Source:
++++

“Lord, make me a channel of thy peace–that where there is hatred, I may bring love–that where there is wrong, I may bring the spirit of forgiveness–that where there is discord, I may bring harmony…”
I have to admit it. In the last two weeks, I have learned more about the purpose of the Religious Freedom Restoration Act (RFRA) than I thought I could. I thought I knew all I needed to know when I first dove into this late last year. I was wrong.
I now see its usefulness and feel ok about its passage. I don’t know how vital it is to be enacted as a state law, but I don’t find it harmful in and of itself. But there’s more.
“That where there is error, I may bring truth–that where there is doubt, I may bring faith–that where there is despair, I may bring hope–that where there are shadows, I may bring light–that where there is sadness, I may bring joy.”
Indiana missed an opportunity this week. We could have done something of which my generation could be proud and then didn’t. Mark my words, the LGBT community will be a protected class in Indiana someday. And this week will be remembered as the the week it should have happened. I have faith. I am filled with it.

++++

Excerpted data:
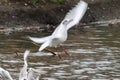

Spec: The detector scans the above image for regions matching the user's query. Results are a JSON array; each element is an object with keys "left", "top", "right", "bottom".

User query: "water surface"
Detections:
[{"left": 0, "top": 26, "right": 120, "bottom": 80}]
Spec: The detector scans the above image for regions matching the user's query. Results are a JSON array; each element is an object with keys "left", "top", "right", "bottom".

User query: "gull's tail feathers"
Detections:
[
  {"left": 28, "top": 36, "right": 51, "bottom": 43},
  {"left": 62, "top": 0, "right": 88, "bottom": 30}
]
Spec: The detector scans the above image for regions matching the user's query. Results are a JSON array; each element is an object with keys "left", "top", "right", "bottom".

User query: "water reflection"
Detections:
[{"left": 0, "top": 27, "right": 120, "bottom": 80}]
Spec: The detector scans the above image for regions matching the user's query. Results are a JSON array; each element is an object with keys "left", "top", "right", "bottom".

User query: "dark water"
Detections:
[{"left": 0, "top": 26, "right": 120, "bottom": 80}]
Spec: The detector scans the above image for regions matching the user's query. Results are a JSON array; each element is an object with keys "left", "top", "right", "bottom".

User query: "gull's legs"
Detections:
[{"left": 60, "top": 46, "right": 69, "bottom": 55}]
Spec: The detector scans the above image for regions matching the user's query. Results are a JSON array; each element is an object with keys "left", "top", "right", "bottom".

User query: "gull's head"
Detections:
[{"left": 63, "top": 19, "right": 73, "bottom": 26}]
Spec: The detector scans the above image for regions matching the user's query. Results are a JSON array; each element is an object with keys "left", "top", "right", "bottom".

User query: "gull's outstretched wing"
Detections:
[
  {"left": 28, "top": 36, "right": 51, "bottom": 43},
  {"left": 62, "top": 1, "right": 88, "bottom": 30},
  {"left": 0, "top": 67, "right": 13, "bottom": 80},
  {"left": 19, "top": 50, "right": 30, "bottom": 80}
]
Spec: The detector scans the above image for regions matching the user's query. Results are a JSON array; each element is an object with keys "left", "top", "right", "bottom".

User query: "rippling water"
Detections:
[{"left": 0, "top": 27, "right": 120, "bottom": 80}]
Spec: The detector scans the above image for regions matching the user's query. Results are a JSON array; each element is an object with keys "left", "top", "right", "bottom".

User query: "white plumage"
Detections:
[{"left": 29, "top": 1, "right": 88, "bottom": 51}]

++++

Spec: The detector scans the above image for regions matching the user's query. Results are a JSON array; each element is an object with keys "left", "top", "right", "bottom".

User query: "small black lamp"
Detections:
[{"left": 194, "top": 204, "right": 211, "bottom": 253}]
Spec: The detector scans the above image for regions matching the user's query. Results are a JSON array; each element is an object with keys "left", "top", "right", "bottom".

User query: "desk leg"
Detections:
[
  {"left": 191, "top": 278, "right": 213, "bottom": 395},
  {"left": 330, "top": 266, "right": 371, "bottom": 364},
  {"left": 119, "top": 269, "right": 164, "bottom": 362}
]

++++

Task requirements:
1. In the post about the Religious Freedom Restoration Act, list everything the quoted prayer says "I may bring."
2. Print the stretch of the Religious Freedom Restoration Act post from "I now see its" through "But there’s more.".

Outputs for the tasks:
1. love, the spirit of forgiveness, harmony, truth, faith, hope, light, joy

2.
I now see its usefulness and feel ok about its passage. I don’t know how vital it is to be enacted as a state law, but I don’t find it harmful in and of itself. But there’s more.